**Action item:** Set down every entry exactly as it was written.

+--

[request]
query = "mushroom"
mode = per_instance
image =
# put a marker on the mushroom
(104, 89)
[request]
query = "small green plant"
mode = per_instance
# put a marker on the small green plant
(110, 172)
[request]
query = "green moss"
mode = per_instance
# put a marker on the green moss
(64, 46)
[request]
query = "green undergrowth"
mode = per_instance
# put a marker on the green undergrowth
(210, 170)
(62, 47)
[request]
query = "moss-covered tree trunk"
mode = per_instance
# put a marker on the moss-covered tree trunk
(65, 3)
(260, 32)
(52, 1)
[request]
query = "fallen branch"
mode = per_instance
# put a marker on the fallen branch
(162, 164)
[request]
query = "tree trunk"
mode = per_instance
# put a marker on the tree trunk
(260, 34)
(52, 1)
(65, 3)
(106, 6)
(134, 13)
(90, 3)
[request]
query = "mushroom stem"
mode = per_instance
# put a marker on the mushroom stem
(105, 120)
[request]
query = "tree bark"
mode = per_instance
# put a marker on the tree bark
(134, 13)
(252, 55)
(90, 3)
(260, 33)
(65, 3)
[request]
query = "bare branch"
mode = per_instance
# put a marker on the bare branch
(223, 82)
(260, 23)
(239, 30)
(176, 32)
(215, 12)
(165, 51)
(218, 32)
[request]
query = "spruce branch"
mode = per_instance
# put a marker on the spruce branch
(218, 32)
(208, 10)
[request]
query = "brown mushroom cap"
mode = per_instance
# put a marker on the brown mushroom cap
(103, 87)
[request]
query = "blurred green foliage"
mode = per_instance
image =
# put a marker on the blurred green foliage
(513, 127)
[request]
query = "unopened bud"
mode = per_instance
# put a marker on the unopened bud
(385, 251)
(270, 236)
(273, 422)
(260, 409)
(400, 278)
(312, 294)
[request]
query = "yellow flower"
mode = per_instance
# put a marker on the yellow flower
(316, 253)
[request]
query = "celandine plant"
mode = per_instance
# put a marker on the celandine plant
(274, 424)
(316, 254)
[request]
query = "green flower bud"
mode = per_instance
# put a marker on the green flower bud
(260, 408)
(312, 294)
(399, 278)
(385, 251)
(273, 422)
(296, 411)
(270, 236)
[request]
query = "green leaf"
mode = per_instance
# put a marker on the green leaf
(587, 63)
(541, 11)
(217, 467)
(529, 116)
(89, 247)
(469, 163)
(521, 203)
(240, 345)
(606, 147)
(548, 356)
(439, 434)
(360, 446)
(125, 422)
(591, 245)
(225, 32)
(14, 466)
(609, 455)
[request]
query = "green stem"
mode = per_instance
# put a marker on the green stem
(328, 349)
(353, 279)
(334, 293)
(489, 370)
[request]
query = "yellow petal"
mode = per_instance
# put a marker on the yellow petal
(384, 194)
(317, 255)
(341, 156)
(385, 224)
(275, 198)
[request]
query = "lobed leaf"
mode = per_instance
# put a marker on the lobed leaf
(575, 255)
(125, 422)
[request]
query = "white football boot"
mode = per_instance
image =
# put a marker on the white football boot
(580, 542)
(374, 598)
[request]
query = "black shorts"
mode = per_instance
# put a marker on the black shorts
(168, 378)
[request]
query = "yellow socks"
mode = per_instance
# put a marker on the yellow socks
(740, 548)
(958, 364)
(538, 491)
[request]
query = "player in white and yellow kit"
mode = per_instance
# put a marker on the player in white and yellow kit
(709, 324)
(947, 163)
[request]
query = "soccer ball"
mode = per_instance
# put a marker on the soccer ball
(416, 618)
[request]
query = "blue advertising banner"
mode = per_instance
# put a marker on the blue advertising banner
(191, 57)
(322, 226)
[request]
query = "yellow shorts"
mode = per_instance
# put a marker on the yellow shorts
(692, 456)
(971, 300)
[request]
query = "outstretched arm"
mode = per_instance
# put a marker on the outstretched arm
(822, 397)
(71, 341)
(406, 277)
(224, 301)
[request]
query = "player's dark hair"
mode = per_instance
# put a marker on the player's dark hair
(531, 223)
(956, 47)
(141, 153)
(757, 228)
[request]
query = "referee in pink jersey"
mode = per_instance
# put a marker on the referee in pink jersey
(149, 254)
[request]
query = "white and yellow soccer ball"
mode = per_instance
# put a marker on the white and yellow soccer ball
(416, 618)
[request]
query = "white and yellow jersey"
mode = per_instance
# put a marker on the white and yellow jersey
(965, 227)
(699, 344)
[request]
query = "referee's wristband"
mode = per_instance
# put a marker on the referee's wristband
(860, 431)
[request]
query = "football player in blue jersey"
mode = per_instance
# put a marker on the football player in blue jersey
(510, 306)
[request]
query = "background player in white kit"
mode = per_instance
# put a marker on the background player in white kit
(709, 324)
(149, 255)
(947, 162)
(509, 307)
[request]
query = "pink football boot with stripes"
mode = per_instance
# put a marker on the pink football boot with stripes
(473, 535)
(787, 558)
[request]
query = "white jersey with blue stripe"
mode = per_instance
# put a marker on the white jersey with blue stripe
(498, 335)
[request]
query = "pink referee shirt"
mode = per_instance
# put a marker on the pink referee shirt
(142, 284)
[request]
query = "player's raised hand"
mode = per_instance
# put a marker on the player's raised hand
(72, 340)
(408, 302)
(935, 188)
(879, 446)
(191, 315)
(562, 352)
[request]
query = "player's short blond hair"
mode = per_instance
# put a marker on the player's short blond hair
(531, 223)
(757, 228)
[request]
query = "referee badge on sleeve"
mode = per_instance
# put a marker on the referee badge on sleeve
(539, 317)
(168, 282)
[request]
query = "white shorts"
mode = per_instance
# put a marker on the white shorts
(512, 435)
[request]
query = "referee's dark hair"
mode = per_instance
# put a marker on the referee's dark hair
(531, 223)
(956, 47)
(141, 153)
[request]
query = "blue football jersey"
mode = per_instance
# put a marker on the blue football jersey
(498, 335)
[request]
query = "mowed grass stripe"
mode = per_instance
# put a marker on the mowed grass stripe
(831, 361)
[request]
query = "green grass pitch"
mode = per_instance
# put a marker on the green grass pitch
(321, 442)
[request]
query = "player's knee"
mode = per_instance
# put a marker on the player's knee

+--

**Task output:**
[request]
query = "mushroom"
mode = per_instance
image =
# put a marker on the mushroom
(104, 89)
[request]
query = "small green plant"
mode = per_instance
# put a marker on the small green plant
(110, 172)
[request]
query = "green moss"
mode = per_instance
# put a marker on the green moss
(64, 46)
[request]
query = "green undergrowth"
mode = per_instance
# put a marker on the green undergrowth
(210, 170)
(62, 47)
[request]
query = "moss-covered tree trunk"
mode = per_instance
# put a marker on the moss-covered tree trunk
(65, 3)
(260, 32)
(52, 1)
[request]
query = "fallen branch"
mode = per_instance
# put a marker on the fallen branch
(162, 164)
[request]
query = "tree trunk"
mode = per_instance
# put a marker on the tree trunk
(260, 34)
(52, 1)
(65, 3)
(106, 6)
(134, 13)
(90, 3)
[request]
query = "mushroom stem"
mode = per_instance
# put a marker on the mushroom stem
(105, 120)
[request]
query = "tree bark"
mode = per_instance
# put a marker on the tree bark
(134, 13)
(252, 55)
(90, 3)
(260, 33)
(65, 3)
[request]
query = "bare branch"
mode = per_instance
# put a marker on the bare branch
(223, 82)
(260, 23)
(239, 30)
(176, 32)
(215, 12)
(165, 51)
(218, 32)
[request]
query = "spruce branch"
mode = per_instance
# put a marker on the spruce branch
(218, 32)
(208, 10)
[request]
query = "brown mushroom cap"
mode = per_instance
# put a marker on the brown mushroom cap
(103, 87)
[request]
query = "blurred green foliage"
mode = per_instance
image =
# put a marker on the blurred green foliage
(513, 127)
[request]
query = "unopened bud"
mode = per_instance
# put a marker on the unopened bud
(385, 251)
(270, 236)
(273, 422)
(260, 409)
(400, 278)
(312, 294)
[request]
query = "yellow flower"
mode = per_instance
# put a marker on the yellow flower
(316, 253)
[request]
query = "celandine plant"
mode = per_instance
# put a marker on the celandine plant
(274, 424)
(316, 254)
[request]
query = "green flower bud"
mode = per_instance
# put a marker on the green flower bud
(260, 408)
(312, 294)
(399, 278)
(385, 251)
(273, 422)
(296, 411)
(270, 236)
[request]
query = "green leaf"
mode = per_instance
# put a marker on the green leaf
(587, 63)
(541, 11)
(217, 467)
(529, 116)
(89, 247)
(469, 163)
(521, 203)
(240, 345)
(606, 147)
(548, 356)
(439, 434)
(360, 446)
(125, 422)
(591, 245)
(225, 32)
(14, 466)
(609, 455)
[request]
query = "green stem"
mode = per_instance
# put a marker on the green stem
(328, 349)
(353, 279)
(334, 293)
(489, 370)
[request]
query = "yellow petal"
mode = per_instance
# put a marker on the yellow petal
(384, 194)
(317, 255)
(341, 156)
(385, 224)
(275, 198)
[request]
query = "lobed leaf"
mode = per_instance
# put a marker on the lobed leaf
(575, 255)
(125, 422)
[request]
query = "white football boot"
mode = per_instance
image =
# put a marker on the white football boot
(580, 542)
(374, 598)
[request]
query = "black shorts"
mode = per_instance
# put a marker on the black shorts
(168, 378)
[request]
query = "yellow socks"
mode = per_instance
# put a marker on the yellow socks
(740, 548)
(958, 364)
(538, 491)
[request]
query = "player in white and yellow kit"
mode = per_instance
# put a marker on the player in white and yellow kit
(709, 324)
(947, 163)
[request]
query = "soccer ball"
mode = per_instance
# put a marker on the soccer ball
(416, 618)
[request]
query = "blue advertising banner"
mode = per_instance
# put a marker on the blue advertising banner
(191, 57)
(322, 226)
[request]
query = "yellow shorts"
mode = per_instance
# put a marker on the yellow shorts
(692, 456)
(971, 300)
[request]
query = "outstretched arm"
mode = per_instance
# put a marker on the outstretched arm
(822, 397)
(71, 341)
(406, 277)
(224, 301)
[request]
query = "player's dark hair"
mode = per_instance
# put a marker on the player's dark hair
(531, 223)
(956, 47)
(141, 153)
(757, 228)
[request]
query = "referee in pink jersey"
mode = per_instance
# put a marker on the referee in pink jersey
(149, 254)
[request]
query = "white and yellow soccer ball"
mode = per_instance
# put a marker on the white and yellow soccer ball
(416, 618)
[request]
query = "white and yellow jersey"
mode = per_instance
# put a marker on the white and yellow jersey
(965, 227)
(699, 344)
[request]
query = "referee's wristband"
mode = per_instance
# put a marker on the referee's wristband
(860, 431)
[request]
query = "football player in blue jersey"
mode = per_instance
# put a marker on the football player in blue jersey
(510, 306)
[request]
query = "background player in white kit"
mode = per_instance
# put a marker on the background player in white kit
(709, 324)
(149, 255)
(947, 162)
(509, 307)
[request]
query = "pink football boot with stripes"
mode = per_instance
# put a marker on the pink football boot with stripes
(473, 535)
(787, 558)
[request]
query = "white jersey with blue stripe"
mode = per_instance
# put a marker on the white jersey with blue stripe
(498, 335)
[request]
query = "pink referee shirt"
mode = per_instance
# put a marker on the pink referee shirt
(142, 284)
[request]
query = "player's raised hand"
mode = per_instance
# put a marker on the player's raised hand
(72, 340)
(408, 302)
(935, 188)
(879, 446)
(191, 315)
(562, 352)
[request]
query = "player's short blond hair"
mode = per_instance
# put a marker on the player's short blond hair
(531, 223)
(757, 228)
[request]
query = "referee badge on sleeve"
mode = per_instance
# put a marker on the referee badge on sleeve
(539, 317)
(168, 282)
[request]
query = "white shorts"
mode = per_instance
# put a marker on the white shorts
(512, 435)
[request]
query = "referee's dark hair"
mode = per_instance
# put a marker on the referee's dark hair
(531, 223)
(956, 47)
(141, 153)
[request]
query = "blue football jersey"
mode = per_instance
# put a marker on the blue football jersey
(498, 335)
[request]
query = "mowed grass stripe"
mode = per_instance
# put a marker on the mowed grass stripe
(831, 361)
[request]
query = "green grass pitch"
mode = per_instance
# put a marker on the green grass pitch
(321, 442)
[request]
query = "player's knee"
mode = per_instance
# put a marker on the player's knee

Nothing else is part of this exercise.